Trecho para leitura »
========================

A Palestina é o mundo porque amplia a possibilidade de narrar o inenarrável
Se há um século aprendemos que qualquer forma de transmissão se perdia, com a experiência da guerra de trincheiras pelo “frágil e minúsculo corpo humano” (Benjamin, 1996, p. 115), vivemos hoje a perda da experiência, quiçá, do próprio corpo, físico e social. A transmissão tornou-se morte, e a morte é a morte da transmissão. Isso não significa que não contemos estórias, que não nos debrucemos com afinco sobre os fatos e suas manipulações para trazermos à luz aquilo que não se deve duvidar: que o racismo, o colonialismo, a manipulação e dominações econômicas, o essencialismo, são inerentemente incompatíveis com a vida de um mundo livre. Nisso falhamos profundamente.
A Palestina, a Síria e o Iraque, a realidade africana subsaariana e os resquícios da França no norte do continente, a destruição dos sistemas tradicionais do subcontinente asiático e os males de origem latino-americanos; 90% de um mundo cuja história é contada, mas cujo sentido não é revelado. Permanecem obtusos, intransmissíveis. Como colonizados, ressentimos o passado, mas não ouvimos àqueles que propõem um outro presente. Ignoramos que seja possível “um mundo onde caibam vários mundos”. Olhamos, atentos, mas não ocupamos nosso papel de testemunhas de todos os massacres e horrores que se desvelam perante nós.

========================

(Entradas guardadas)
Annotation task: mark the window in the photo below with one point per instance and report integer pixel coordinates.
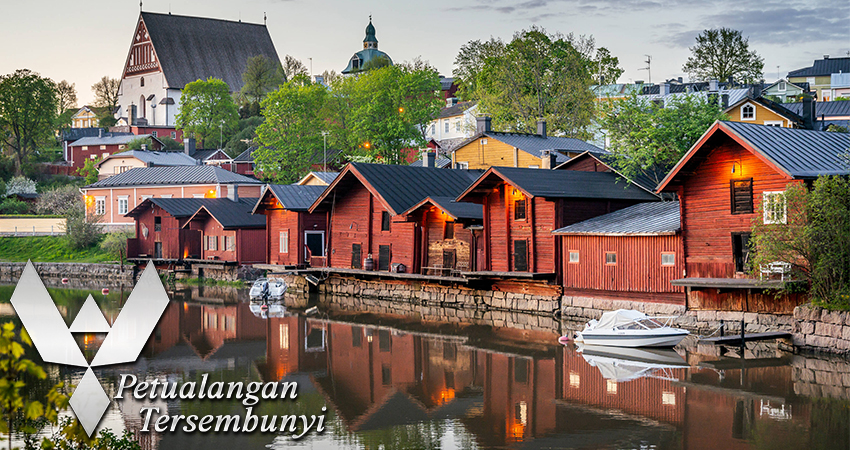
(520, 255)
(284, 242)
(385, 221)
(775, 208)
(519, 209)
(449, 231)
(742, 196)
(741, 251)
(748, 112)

========================

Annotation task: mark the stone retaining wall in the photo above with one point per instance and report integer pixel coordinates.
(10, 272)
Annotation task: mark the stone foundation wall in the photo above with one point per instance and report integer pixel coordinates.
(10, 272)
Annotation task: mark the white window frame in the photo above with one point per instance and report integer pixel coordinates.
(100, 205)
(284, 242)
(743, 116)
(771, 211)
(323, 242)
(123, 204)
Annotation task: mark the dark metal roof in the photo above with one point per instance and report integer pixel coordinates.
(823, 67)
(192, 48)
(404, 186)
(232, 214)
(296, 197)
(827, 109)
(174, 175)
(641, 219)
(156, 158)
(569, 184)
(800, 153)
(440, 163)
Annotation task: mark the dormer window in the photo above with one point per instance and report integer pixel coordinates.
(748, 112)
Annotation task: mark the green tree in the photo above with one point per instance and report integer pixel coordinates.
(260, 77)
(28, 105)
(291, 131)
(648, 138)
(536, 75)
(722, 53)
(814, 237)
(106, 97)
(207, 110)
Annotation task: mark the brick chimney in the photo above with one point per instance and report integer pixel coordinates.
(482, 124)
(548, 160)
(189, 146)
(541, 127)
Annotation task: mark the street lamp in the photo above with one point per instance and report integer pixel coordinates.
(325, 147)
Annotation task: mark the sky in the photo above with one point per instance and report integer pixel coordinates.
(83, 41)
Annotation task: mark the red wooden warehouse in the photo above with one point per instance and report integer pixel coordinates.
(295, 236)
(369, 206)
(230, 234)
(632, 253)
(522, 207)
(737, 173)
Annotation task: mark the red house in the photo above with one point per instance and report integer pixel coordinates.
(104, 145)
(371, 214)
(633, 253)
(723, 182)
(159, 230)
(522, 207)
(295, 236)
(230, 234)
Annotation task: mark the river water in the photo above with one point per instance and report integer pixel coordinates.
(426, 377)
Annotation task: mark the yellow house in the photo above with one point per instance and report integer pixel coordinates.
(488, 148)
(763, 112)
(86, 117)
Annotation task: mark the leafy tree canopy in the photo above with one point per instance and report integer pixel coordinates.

========================

Tarefa 1 » Segundo o trecho, que parcela do mundo tem a história contada sem que o sentido seja revelado?
Tarefa 2 » Transforme em lista o parágrafo do trecho que começa com "A Palestina, a Síria e o Iraque", mantendo os fatos principais.
Baseie-se somente no trecho.

Resposta 1 » 90% do mundo.

Resposta 2 »
- Casos citados: Palestina, Síria e Iraque; a realidade africana subsaariana; os resquícios da França no norte do continente; a destruição dos sistemas tradicionais do subcontinente asiático; os males de origem latino-americanos.
- Esses casos formam 90% de um mundo cuja história é contada, mas cujo sentido não é revelado, e permanecem obtusos e intransmissíveis.
- Como colonizados, ressentimos o passado, mas não ouvimos quem propõe um outro presente.
- Ignoramos que seja possível "um mundo onde caibam vários mundos".
- Olhamos atentos, mas não ocupamos o papel de testemunhas dos massacres e horrores que se revelam diante de nós.